**Selection:**

....................

Keys spec with :additional-keys boolean option

191 views
Skip to first unread message

Daniel Dinnyes

unread,
Mar 3, 2019, 8:30:00 PM3/3/19
to Clojure
Hi Everyone,

I am using spec for a while (currently on the version shipped with Clojure 1.10). This post is intended to be a kind-of status report, focusing on a particular issue I am facing at the moment. To explain it in detail, please have a look on this following macro I wrote, which is an upgraded version of spec/keys:

(ns myns
  (:refer-clojure :exclude [keys])
  (:require
    [clojure.set :as set]
    [clojure.core :as core]
    [clojure.spec.alpha :as spec]))

(defmacro keys
  "Same as `clojure.spec/keys`, but accepts additional boolean option :additional-keys. Unless :additional-keys is set true, only the declared keys are allowed, and any additional keys will be invalid."
  [& {:keys [additional-keys] :as args}]
  (let [args (dissoc args :additional-keys)]
    (if additional-keys
      `(spec/keys ~@(mapcat identity args))
      (let [allowed-keys #{}
            allowed-keys
            (reduce
              (fn [acc k] (into acc (k args)))
              allowed-keys [:req :opt])
            allowed-keys
            (reduce
              (fn [acc k] (into acc (map (comp keyword name) (k args))))
              allowed-keys [:req-un :opt-un])]
        `(spec/and
           (spec/keys ~@(mapcat identity args))

....................

**What is asked:** According to the forum post, which Clojure release shipped the version of spec the author is currently using? The records that come next are separate material, unrelated to the forum post.

[Dataset items]
....................

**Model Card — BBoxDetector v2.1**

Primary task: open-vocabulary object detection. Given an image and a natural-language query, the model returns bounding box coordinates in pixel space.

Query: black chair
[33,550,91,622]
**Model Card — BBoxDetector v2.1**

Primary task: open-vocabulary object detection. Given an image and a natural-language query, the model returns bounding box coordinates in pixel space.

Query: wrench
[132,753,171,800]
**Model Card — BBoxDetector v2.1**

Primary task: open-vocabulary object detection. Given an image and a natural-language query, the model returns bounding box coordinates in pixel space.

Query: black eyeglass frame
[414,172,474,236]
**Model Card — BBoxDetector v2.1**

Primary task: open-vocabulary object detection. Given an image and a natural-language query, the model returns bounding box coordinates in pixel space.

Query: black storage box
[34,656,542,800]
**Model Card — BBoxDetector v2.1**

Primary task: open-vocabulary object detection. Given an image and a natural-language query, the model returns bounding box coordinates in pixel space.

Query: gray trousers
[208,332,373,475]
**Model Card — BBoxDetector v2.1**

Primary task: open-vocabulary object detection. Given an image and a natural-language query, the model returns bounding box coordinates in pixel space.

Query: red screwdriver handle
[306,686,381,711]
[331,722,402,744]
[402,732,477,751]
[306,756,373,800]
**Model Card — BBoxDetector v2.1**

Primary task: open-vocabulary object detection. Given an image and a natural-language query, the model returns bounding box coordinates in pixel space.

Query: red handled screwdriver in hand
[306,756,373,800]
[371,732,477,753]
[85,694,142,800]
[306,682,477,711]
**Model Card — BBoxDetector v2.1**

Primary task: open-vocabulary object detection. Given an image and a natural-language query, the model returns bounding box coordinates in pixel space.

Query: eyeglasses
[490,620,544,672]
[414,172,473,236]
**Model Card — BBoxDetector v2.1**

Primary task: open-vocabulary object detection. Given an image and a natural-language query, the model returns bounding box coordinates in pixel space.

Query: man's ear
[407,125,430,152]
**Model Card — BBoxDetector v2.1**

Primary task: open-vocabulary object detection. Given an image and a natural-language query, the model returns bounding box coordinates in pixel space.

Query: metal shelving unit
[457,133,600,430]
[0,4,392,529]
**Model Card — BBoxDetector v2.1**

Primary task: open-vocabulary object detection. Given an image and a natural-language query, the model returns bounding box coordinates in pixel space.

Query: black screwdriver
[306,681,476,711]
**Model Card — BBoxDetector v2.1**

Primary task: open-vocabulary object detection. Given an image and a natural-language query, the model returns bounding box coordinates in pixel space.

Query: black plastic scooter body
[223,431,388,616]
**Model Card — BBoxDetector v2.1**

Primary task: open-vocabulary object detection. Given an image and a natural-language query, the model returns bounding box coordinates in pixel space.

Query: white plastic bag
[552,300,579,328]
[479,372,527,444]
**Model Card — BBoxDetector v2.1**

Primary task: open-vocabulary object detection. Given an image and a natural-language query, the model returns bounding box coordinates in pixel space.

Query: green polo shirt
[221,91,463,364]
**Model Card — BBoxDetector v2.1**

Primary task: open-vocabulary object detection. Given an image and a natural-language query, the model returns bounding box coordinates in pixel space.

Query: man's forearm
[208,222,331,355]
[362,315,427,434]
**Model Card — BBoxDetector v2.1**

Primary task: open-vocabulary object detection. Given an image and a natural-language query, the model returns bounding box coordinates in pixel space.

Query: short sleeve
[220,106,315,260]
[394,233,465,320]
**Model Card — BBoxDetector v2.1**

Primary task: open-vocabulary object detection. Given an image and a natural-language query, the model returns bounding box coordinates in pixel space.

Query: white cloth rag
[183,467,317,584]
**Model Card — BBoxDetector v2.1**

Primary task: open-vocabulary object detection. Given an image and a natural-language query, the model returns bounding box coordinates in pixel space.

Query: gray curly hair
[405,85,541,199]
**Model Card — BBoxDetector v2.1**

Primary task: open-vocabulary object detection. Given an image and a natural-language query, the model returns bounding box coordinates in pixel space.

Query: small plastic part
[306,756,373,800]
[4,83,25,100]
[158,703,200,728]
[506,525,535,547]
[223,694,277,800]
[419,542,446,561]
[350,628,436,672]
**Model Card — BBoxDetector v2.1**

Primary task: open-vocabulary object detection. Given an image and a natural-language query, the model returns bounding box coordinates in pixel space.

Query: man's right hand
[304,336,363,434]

....................

**Final result:** Clojure 1.10.